### Trecho original
----

Mas o próprio Engels, adiante, conclui que “Em poucas palavras: m v é movimento mecânico, medido em movimento mecânico; 1/2 m v2 é movimento mecânico medido segundo sua capacidade para transformar-se em uma determinada quantidade de outro movimento; e vimos já que ambas essas medidas não entram em contradição apesar de serem diferentes” e que “Daí resulta que a polêmica entre Leibnitz e os cartesianos não era, de forma alguma, uma simples disputa em torno de palavras; e que a desaprovação de d'Alembert podia ter evitado suas tiradas sobre a falta de clareza de seus predecessores, visto como acabou sendo tão pouco claro quanto eles”.
A partir daí, Engels problematiza o conceito de trabalho, no sentido físico, da mecânica moderna, apontando que tal conceito não fica esclarecido com a afirmação de que a transformação do movimento proporcional em quantidade é a realização de um trabalho. Explica, então, a partir de um exemplo sobre a máquina do vapor, no qual aplica a lei da conservação da energia, que “O trabalho é, assim, uma simples mudança de forma do movimento, considerado sob seu aspecto quantitativo”.
Na sequência, Engels tratará também dos fenômenos do calor e da eletricidade, sempre demonstrando estar atualizado com diversas discussões de ciências naturais e exatas da época.

----

### Extrato de dados
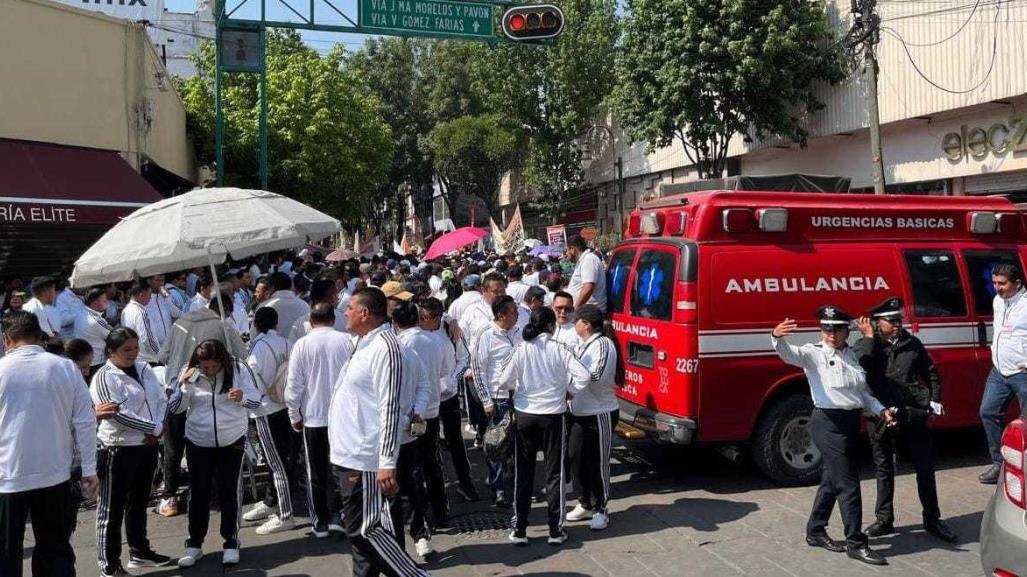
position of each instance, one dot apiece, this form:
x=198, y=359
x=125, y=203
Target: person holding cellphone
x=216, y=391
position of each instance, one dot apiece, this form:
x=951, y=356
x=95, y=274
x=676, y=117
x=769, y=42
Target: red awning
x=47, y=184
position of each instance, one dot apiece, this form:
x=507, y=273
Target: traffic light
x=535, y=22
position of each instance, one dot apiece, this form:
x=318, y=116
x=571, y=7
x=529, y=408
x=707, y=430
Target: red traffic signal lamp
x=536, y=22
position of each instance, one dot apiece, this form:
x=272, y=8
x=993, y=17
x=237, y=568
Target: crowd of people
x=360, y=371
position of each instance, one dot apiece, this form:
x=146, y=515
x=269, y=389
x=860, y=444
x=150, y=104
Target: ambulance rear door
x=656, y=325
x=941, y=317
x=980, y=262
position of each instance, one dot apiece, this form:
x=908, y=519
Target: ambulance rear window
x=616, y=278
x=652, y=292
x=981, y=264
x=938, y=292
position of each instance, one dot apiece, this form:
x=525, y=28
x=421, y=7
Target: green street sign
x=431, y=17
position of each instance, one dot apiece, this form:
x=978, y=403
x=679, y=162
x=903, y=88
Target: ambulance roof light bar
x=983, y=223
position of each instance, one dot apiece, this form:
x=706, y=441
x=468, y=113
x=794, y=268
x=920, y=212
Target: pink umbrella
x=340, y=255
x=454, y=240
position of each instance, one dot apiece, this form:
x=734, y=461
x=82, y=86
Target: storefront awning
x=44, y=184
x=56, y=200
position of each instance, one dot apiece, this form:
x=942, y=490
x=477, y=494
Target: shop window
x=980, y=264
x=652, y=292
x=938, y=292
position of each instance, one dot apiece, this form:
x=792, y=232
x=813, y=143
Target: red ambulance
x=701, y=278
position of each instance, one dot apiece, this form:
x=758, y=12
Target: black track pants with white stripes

----

### Lista de tarefas
1. Reproduza o trecho sobre Engels de "Na sequência, Engels" até "exatas da época.".
2. Informe somente o número de linhas da listagem que contêm a palavra "window".

### Respostas por tarefa
1.
Na sequência, Engels tratará também dos fenômenos do calor e da eletricidade, sempre demonstrando estar atualizado com diversas discussões de ciências naturais e exatas da época.

2. 2